▶ Description of the task: Gather every line of the data below that contains the string "white". Case counts.

Records from a data collection
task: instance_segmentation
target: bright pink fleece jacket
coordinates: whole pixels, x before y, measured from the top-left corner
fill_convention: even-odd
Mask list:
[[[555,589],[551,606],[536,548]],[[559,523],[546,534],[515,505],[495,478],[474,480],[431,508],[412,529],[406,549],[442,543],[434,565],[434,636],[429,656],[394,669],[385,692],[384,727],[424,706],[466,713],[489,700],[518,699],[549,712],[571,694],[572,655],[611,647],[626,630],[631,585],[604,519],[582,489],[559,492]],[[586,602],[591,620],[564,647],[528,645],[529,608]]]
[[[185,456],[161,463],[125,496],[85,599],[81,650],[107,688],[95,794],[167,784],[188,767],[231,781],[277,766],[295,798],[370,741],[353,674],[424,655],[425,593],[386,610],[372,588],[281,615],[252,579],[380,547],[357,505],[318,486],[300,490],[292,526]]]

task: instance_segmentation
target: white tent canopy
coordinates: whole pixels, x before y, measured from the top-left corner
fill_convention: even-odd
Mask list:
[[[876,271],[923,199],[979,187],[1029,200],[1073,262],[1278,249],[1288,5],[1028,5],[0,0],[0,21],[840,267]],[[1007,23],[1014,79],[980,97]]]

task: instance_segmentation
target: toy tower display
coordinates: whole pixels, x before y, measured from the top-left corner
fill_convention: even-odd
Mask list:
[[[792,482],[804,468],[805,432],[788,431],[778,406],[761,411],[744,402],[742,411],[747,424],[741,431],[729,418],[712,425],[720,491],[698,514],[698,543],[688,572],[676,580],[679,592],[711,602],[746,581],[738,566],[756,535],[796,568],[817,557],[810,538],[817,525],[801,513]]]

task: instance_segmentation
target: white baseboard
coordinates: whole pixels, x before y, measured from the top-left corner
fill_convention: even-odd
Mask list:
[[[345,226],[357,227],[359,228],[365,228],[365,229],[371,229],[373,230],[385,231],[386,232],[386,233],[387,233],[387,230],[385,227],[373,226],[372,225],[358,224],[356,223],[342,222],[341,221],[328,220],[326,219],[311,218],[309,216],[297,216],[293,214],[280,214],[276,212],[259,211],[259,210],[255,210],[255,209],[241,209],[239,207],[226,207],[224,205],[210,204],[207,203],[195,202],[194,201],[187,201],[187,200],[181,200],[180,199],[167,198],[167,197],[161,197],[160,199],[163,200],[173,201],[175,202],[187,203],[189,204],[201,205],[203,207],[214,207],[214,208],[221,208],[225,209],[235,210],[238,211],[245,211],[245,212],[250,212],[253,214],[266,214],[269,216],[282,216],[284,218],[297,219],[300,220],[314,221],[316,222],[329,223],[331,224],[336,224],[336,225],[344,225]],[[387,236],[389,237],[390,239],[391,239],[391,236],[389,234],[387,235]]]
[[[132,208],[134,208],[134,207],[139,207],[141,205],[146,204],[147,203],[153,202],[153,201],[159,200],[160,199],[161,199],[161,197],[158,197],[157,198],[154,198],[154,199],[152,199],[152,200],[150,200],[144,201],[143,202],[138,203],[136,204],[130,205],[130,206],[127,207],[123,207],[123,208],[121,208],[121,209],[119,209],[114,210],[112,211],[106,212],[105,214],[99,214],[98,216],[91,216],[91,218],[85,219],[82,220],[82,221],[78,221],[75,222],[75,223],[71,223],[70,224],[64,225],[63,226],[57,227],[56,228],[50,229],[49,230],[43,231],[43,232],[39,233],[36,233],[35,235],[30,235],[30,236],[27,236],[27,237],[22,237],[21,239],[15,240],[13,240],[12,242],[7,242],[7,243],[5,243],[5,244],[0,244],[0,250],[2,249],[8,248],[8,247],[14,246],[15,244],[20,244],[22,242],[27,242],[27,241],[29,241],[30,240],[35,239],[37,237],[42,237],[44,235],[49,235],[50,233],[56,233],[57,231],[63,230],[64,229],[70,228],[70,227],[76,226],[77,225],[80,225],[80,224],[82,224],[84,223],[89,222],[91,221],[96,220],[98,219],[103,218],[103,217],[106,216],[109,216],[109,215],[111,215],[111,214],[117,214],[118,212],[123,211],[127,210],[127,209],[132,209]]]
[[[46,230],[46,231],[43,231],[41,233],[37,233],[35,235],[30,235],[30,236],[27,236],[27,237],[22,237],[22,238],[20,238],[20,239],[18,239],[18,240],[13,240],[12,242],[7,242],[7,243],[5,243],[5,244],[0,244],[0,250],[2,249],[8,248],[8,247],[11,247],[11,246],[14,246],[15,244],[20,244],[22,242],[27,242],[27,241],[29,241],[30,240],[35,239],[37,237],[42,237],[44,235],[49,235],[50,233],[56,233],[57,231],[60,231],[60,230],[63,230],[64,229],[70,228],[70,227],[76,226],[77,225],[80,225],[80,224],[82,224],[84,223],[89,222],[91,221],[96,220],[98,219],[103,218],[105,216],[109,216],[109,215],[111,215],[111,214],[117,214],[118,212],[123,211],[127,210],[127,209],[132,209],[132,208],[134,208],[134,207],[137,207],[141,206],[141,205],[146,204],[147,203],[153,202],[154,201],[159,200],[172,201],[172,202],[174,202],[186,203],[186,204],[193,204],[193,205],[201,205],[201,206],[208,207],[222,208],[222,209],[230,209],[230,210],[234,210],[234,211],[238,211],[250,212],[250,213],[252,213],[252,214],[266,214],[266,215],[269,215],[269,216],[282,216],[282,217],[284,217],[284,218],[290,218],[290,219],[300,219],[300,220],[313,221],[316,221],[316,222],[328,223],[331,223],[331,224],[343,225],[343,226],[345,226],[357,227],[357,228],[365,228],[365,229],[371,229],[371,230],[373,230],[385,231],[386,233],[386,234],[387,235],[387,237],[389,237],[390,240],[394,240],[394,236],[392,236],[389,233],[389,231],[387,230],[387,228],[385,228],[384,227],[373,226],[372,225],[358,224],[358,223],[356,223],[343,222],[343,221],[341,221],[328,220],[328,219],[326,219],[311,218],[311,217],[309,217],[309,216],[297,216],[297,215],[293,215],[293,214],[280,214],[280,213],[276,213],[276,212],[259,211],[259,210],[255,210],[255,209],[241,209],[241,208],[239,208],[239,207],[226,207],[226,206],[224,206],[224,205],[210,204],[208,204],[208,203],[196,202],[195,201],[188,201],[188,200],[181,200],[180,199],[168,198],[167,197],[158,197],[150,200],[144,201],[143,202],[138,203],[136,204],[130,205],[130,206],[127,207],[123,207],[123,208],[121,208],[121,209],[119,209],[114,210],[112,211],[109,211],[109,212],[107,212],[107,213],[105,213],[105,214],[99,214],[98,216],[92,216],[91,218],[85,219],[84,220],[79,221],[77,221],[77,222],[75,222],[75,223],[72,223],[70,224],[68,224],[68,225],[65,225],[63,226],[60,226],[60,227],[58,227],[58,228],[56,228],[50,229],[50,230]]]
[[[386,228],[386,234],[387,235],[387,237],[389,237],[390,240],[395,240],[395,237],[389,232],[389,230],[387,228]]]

▶ Correct result:
target: white tent canopy
target: white baseboard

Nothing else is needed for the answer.